* _To be done_: Copy the listing below line for line, without changing anything. Leave out the pictures.

Named object pointing entries
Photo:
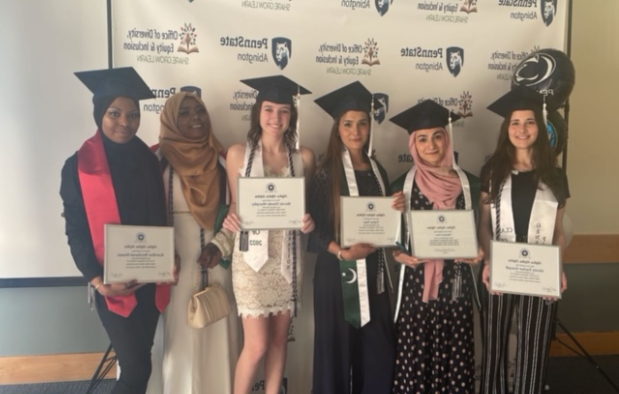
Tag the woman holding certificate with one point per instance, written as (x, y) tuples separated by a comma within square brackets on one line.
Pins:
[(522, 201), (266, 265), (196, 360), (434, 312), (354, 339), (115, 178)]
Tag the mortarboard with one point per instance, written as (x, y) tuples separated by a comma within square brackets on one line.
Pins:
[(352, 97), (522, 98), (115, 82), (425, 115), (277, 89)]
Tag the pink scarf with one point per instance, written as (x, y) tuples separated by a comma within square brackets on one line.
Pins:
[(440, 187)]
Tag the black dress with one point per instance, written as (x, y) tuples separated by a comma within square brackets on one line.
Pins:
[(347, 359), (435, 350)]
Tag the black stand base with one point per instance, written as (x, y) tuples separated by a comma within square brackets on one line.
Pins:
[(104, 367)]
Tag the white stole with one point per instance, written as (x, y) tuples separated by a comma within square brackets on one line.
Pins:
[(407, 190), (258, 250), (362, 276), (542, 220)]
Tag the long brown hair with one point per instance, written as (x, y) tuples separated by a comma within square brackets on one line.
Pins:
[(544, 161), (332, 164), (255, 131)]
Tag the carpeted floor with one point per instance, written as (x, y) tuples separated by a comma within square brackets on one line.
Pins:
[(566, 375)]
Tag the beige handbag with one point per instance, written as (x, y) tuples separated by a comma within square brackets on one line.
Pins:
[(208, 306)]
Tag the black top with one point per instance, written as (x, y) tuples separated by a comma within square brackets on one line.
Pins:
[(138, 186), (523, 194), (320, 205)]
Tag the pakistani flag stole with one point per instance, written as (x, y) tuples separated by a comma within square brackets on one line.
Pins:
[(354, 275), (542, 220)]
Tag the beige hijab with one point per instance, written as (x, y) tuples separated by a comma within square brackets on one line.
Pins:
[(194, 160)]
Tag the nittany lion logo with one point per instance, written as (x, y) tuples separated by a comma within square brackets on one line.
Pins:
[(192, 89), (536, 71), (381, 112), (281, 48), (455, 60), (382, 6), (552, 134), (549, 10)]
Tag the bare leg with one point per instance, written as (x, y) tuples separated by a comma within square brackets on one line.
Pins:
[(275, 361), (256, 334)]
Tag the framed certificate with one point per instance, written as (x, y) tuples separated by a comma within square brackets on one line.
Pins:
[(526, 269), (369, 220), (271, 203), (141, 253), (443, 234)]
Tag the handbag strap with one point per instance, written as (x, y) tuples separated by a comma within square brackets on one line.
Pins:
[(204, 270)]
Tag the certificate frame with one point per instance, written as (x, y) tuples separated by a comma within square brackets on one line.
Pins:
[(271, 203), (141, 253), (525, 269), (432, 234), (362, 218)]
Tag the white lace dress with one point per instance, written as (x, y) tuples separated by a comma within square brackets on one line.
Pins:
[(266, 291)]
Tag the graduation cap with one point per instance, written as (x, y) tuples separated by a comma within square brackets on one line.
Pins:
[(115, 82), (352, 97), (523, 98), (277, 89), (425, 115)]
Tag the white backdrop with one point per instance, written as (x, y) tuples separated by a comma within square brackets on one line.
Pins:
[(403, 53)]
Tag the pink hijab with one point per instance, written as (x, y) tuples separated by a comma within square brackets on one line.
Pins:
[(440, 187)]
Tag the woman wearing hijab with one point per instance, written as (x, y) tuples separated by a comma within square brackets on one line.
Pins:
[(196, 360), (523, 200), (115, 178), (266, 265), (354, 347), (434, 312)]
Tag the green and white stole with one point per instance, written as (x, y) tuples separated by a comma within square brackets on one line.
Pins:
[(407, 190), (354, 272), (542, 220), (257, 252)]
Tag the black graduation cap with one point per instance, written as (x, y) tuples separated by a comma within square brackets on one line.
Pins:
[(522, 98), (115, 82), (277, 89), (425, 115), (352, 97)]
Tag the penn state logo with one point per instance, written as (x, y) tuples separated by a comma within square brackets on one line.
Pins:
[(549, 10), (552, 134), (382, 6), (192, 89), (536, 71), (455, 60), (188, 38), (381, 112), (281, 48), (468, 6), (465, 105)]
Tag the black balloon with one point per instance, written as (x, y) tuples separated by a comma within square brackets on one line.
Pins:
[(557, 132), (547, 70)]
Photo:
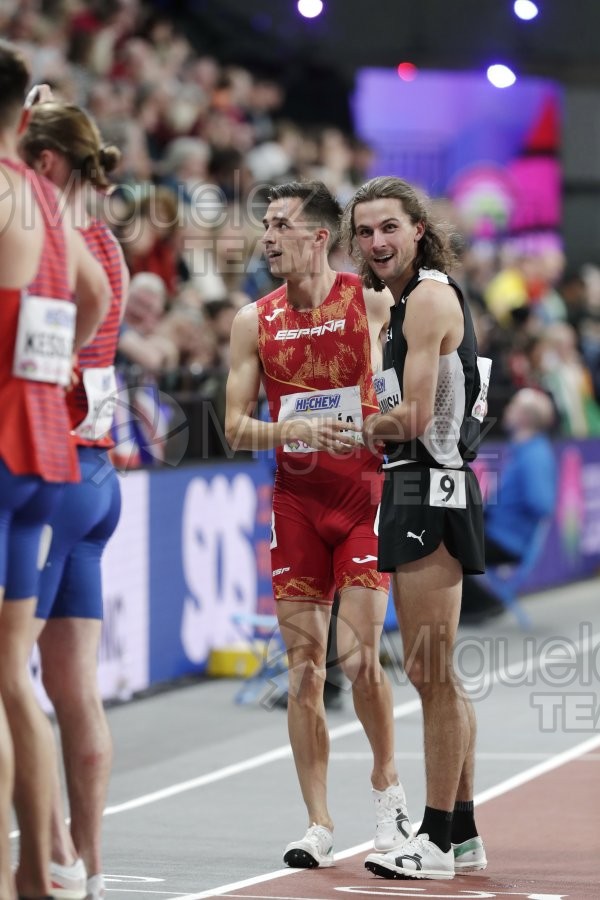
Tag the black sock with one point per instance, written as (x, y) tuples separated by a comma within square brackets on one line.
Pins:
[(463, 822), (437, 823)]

* _Written answer_:
Photo:
Tag the woman holding certificate with one point per instance, written as (x, y) tuples separated by a comma within square brackets on one line.
Pins:
[(522, 201), (266, 265), (196, 360), (434, 312), (354, 339), (115, 178)]
Tag the mortarboard with one point per instance, written as (x, y) tuples separated by a comma within square brackets on one line.
Pins:
[(352, 97), (522, 98), (115, 82), (425, 115), (277, 89)]
Tag the pink scarf with one point per instance, written as (x, y) tuples separated by a comma within square brackets on one line.
Pins:
[(440, 187)]
Tag the black dress with one point per instance, written as (x, y) tuples separated by a comma within square brackets on one line.
Pins:
[(347, 359), (435, 350)]
Tag the black stand base with one point per instance, written as (x, y) tuples separated by a comma within square brackets on one line.
Pins:
[(104, 367)]
Tag the white stole with one point per instance, written as (x, y) tuples separated by a comma within square brackets on one line.
Pins:
[(407, 190), (258, 250), (362, 276), (542, 220)]
Tag the long brown hair with one point per instance, written as (x, y) tuples separated by a comma within square brackets on one line.
Pins:
[(544, 161), (332, 164), (255, 131)]
Tag the carpeted floor with one point per instance, written as (x, y) tuples separated by a comma within square brackets on one line.
Pins:
[(566, 375)]
Tag the beige handbag with one point per instance, written as (x, y) tuples separated by a comma within square brackets on one line.
Pins:
[(208, 306)]
Tag the black top with one point per instance, written as (x, y) tuples separated by a comma within square brackets on one line.
Pins:
[(138, 186), (523, 194), (320, 205)]
Tag the pakistani flag stole with one point per instance, written as (x, y) tuples separated by a comma within square brackets on one line.
Pins:
[(354, 275), (542, 220)]
Tag the beige hijab with one point per instance, written as (x, y) tuples separated by a comma within square brackets on one line.
Pins:
[(194, 160)]
Tag the nittany lion logo with one point per instance, written as (x, y) tuples separated by a comma within square brackets on one line.
Pins:
[(192, 89), (536, 71), (381, 112), (281, 48), (455, 60), (382, 6), (552, 134), (549, 10)]
Tag the bare leg with one point per instance, written as (x, y) tuples separated by a comma within square brackets on one line.
Pins:
[(275, 361), (256, 334)]
Tag the framed certificate with one point per instance, written as (x, y) tuples separated by a comma within square brackets on one line.
Pins:
[(526, 269), (369, 220), (271, 203), (141, 253), (443, 234)]
Tag the handbag strap with one point per instance, written as (x, y) tuples separated by a comma within square brackets on one line.
Pins:
[(204, 270)]
Tag the certificate frame with one point per instance, written as (x, y) tuples separated by a comma within square brackets on one line.
Pins:
[(271, 203), (141, 253), (525, 269), (432, 234), (362, 218)]
Tag the white lace dress with one point per instance, written as (x, y) tuples separated by a comma within square brackets on one line.
Pins:
[(266, 291)]
Tag the graduation cap with one point per instance, written as (x, y) tuples separated by a comma within square brackets on one line.
Pins:
[(115, 82), (352, 97), (523, 98), (277, 89), (425, 115)]
Tag the white backdrop with one point per instance, written as (x, y) tuples separated by a comma within square brackets on one line.
Pins:
[(403, 53)]
Tag the pink hijab with one point per instance, written as (x, y) tuples separated by a comma within square brackets on one line.
Pins:
[(440, 187)]
Tag the woman wearing hijab with one point per instance, written as (x, y) tuples separated by a comma within square brackets on one line.
Pins:
[(196, 360), (523, 200), (115, 178), (266, 265), (354, 347), (434, 312)]
Tag the green and white stole with one point per instance, written as (x, y) tuples separated by a comma within square brackets on one line.
Pins:
[(407, 190), (354, 272), (542, 220), (257, 252)]
Tag the black graduation cap with one point per instance, written as (x, y) tuples separated by a comma within square brackets on one line.
Pins:
[(522, 98), (115, 82), (277, 89), (425, 115), (352, 97)]
Tag the penn state logo with one point per instance, written as (x, y) tuples separated by a comma within square brackets on one line.
Pins:
[(549, 10), (552, 134), (382, 6), (192, 89), (536, 71), (455, 60), (188, 38), (381, 112), (281, 48), (468, 6), (465, 105)]
Tag the black balloon with one point per instance, written as (x, y) tuples separated by a comma within square brackets on one line.
Pins:
[(557, 132), (547, 70)]
Photo:
Tag the black sock with one point per instance, written as (x, y) tuples separated by a comma within square brackets on one line.
Pins:
[(463, 822), (437, 823)]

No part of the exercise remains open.